* **Text provided**

# Introducing a declawed cat into a clawed cat home



## Nero the Sable (Oct 28, 2004)

:luv There is this sweet kitty down at the shelter that I would like to bring home... but she is declawed! I don't believe in declawing cats so my two kitties have their claws. My cats aren't mean or anything but I was wondering if it might cause problems if she doesn't have claws. Like would they try to take advantage of it?

Does anyone have any experience with this? I would love to bring her home but not if she'll be miserable.

Thanks for the help.

Edit: Tips for introductions would be great too.


----------



## OsnobunnieO (Jun 28, 2004)

I think it'll be fine. You could make sure to keep your kitties nails trimmed more often for the first little while. I don't really think cats use their claws unless actual fights break out - most hissy spitty introductory spats are paw only for the most part. At least what I've seen...


----------



## Mom of 4 (Jul 29, 2006)

Does the cat has her back claws?
My son rescued a front declawed cat from his apt parking lot a few years ago. She is wonderful and I can't believe someone didn't look harder for her - my son had posters out for weeks. Captain can defend herself quite well with just her back claws and i have some scars to prove it (she hates my big, wussy dogs).


----------



## nanook (Jun 12, 2005)

Whether she has claws or not won't make any difference. If you don't already, I would keep your cats nails clipped anyway just to avoid accidents.
As for introductions. You can search here and/or Google "cat introductions" and get tons of info. In a nut shell, it's recommended that you keep them separated for a period, depending on the cats this can be from a day or two to a few weeks. During this time swap smells with bedding and blanket and such. Then let them see each other. If that goes well, have supervised visits then, once there isn't any fighting (hissing and growling is normal) you can let them be together. Some intros go really smoothly, I've never had to even separate mine, but it usually takes a little time and can even take a couple of months. Just be prepared, do your homework and be _patient_! Most of all, be CALM. If you are nervous about them getting long, they will pick up on it and things will be much harder. 
Good luck!


----------



## katlover13 (Apr 15, 2008)

* **Given problem 1**
In the forum thread on introducing a declawed cat, what is the name of the front-declawed cat that one poster's son rescued from his apartment parking lot?
* **Given problem 2**
Carry on the forum thread on introducing a declawed cat from the point where it stops.
The records have no connection to the forum thread on introducing a declawed cat.

* **Supplied material**
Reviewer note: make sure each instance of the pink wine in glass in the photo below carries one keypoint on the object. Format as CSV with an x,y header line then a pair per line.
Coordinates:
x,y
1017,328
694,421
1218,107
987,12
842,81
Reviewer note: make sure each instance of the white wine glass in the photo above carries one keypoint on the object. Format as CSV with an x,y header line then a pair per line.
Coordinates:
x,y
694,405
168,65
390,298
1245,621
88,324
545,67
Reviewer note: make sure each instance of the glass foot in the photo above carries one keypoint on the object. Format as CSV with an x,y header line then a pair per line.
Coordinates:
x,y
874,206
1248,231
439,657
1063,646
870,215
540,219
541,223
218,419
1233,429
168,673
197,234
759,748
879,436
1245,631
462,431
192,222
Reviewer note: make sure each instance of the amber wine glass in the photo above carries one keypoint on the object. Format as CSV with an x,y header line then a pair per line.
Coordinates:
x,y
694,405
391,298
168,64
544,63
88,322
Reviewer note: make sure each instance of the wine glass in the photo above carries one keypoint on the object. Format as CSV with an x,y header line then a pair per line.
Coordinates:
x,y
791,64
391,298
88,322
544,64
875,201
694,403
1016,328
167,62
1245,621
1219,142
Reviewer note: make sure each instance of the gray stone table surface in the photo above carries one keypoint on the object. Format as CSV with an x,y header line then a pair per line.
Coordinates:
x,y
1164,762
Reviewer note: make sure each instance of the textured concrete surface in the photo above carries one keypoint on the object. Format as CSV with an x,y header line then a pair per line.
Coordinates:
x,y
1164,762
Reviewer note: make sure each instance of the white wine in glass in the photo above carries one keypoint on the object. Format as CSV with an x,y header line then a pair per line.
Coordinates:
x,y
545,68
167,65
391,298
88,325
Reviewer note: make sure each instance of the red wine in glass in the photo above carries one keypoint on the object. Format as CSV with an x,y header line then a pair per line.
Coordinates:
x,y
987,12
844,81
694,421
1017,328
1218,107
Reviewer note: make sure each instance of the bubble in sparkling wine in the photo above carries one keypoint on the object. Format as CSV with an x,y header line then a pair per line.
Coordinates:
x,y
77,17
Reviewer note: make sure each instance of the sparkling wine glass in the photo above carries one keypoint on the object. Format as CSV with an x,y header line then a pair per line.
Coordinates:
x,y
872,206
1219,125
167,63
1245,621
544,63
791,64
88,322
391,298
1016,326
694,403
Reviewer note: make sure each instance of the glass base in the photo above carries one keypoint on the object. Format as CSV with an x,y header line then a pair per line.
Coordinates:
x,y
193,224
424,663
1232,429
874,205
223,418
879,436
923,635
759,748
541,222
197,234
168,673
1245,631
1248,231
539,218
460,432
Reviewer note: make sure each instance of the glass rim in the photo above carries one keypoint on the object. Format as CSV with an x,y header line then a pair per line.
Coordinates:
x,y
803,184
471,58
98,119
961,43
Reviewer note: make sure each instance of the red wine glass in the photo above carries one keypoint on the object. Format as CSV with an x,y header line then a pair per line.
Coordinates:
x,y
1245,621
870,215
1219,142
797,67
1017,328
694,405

* **Written reply 1**
Captain

* **Written reply 2**
My big gray cat Charlie was declawed both front and back when we got him. :evil: There has never been a problem with how he interacts with the other cats because of his not having claws. Tweezer is always jumping on him and wanting him to play, but they only play-bite. No one ever uses their claws.


----------



## Nero the Sable (Oct 28, 2004)

That's a relief! Thank you for the responses  You know... I'm not sure if she does have her back claws or not. (I don't usually feel their back feet and check) I looked on the website to see and they just said "declawed" - but now that I'm looking they are mentioning "front" declawed on some of them.

How aweful! If they don't have at least their back claws they can't even scratch an itch!


----------



## Mitts & Tess (Sep 4, 2004)

My oldest and alpha cat is declawed. I adopted a second cat with claws. Theres never been an issue who rules the roost. My declawed cat. 

I have adult foster cats with claws introduced into my home fairly frequently and there may be a couple months of establishing who rules! My declawed cat always wins! There has never been injuries.


----------



## Nero the Sable (Oct 28, 2004)

Good to know. =) This is the first adult (and declawed cat) I've ever adopted so I'm nervous! I'm going to pick her up tomorrow and foster her for a while... hopefully her and the boys click!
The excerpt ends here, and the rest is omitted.